** Instructions to follow **
Rewrite the records from the line with "the white cylindrical" up to and including the line with "329;394;347;429" as a JSON list of strings, one string per line, leaving out blank lines.

### Source records ###

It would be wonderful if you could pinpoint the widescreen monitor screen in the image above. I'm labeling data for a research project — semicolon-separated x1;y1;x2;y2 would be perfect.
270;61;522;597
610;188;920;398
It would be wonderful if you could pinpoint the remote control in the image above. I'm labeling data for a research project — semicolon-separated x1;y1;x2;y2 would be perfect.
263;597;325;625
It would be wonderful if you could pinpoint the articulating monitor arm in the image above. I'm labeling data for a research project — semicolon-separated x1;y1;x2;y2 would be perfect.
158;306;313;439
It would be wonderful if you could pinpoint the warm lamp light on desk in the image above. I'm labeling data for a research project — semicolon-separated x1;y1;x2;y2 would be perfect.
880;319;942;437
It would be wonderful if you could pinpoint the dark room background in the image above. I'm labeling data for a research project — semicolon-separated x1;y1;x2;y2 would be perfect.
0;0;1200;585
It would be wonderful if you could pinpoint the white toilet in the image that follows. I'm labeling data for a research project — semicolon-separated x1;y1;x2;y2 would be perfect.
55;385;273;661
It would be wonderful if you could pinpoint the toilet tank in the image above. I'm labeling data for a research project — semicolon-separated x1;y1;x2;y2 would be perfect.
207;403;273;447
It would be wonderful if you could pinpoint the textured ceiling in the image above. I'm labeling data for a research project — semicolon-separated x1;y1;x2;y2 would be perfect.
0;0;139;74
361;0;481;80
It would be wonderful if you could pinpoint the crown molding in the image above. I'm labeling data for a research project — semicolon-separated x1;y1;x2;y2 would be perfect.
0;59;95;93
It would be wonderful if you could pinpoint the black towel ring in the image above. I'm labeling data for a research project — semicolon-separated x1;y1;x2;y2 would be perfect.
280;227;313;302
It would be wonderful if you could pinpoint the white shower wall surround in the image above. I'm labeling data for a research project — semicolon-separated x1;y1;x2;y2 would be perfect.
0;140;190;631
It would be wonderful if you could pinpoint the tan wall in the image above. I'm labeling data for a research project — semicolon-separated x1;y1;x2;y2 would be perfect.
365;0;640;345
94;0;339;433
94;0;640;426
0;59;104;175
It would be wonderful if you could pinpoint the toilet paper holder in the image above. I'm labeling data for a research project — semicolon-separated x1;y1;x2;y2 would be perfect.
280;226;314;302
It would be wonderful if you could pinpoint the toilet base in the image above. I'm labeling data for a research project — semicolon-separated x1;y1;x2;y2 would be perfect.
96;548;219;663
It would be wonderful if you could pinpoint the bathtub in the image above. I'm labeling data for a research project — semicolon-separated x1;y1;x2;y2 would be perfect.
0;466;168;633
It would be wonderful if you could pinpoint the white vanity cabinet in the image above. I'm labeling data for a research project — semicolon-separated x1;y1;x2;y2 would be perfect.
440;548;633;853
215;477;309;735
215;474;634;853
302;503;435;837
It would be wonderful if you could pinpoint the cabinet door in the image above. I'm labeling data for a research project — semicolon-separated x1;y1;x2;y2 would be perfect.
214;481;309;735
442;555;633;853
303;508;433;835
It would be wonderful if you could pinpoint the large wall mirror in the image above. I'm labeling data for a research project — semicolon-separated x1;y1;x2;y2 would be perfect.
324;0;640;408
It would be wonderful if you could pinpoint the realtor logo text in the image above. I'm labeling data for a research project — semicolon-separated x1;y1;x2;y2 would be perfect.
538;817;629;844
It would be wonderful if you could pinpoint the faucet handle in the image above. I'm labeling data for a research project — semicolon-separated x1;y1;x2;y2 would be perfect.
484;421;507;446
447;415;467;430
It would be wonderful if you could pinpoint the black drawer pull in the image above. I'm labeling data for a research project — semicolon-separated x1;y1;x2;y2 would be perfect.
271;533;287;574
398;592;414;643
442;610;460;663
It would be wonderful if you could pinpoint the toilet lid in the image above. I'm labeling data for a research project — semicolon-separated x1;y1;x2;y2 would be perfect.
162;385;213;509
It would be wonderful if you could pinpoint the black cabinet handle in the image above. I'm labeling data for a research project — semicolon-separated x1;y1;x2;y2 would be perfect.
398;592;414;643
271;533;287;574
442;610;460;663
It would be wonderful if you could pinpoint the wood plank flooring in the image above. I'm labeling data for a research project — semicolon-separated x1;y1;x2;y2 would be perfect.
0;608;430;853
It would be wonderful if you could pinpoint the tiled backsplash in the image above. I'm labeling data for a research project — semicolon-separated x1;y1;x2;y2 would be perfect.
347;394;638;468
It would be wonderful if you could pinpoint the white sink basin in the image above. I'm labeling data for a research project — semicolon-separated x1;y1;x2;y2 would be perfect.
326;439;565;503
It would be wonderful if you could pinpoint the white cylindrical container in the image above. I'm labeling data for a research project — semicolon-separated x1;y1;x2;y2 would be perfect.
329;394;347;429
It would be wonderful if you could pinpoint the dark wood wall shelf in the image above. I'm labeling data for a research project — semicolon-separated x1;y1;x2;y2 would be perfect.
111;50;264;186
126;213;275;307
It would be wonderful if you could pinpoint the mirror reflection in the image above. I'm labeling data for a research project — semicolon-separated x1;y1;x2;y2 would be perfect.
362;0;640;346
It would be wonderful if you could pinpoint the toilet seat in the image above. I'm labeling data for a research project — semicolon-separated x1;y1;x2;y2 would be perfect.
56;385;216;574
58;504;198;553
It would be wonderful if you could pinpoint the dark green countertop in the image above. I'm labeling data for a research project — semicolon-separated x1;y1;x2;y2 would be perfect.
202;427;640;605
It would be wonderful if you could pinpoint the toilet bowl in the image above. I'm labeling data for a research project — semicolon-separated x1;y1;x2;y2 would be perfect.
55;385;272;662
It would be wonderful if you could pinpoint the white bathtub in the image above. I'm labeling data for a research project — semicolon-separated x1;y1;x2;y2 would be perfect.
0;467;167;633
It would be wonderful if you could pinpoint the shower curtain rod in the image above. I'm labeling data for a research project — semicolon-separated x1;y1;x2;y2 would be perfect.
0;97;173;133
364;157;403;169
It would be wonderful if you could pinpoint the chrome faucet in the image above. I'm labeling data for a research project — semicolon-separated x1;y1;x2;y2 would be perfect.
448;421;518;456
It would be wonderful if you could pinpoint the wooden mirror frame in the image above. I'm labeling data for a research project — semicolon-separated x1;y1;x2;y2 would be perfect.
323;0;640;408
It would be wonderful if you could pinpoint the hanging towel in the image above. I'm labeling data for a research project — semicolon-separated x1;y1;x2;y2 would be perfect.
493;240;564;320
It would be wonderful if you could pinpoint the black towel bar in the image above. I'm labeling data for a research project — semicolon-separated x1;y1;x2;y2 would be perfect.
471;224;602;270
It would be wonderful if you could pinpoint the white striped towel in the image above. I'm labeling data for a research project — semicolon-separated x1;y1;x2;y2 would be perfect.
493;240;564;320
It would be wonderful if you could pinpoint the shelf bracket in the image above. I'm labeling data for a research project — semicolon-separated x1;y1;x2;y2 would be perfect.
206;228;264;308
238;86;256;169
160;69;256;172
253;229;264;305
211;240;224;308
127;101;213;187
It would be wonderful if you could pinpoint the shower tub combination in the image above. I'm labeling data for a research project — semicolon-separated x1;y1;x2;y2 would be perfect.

###

** Exercise solution **
[
  "It would be wonderful if you could pinpoint the white cylindrical container in the image above. I'm labeling data for a research project — semicolon-separated x1;y1;x2;y2 would be perfect.",
  "329;394;347;429"
]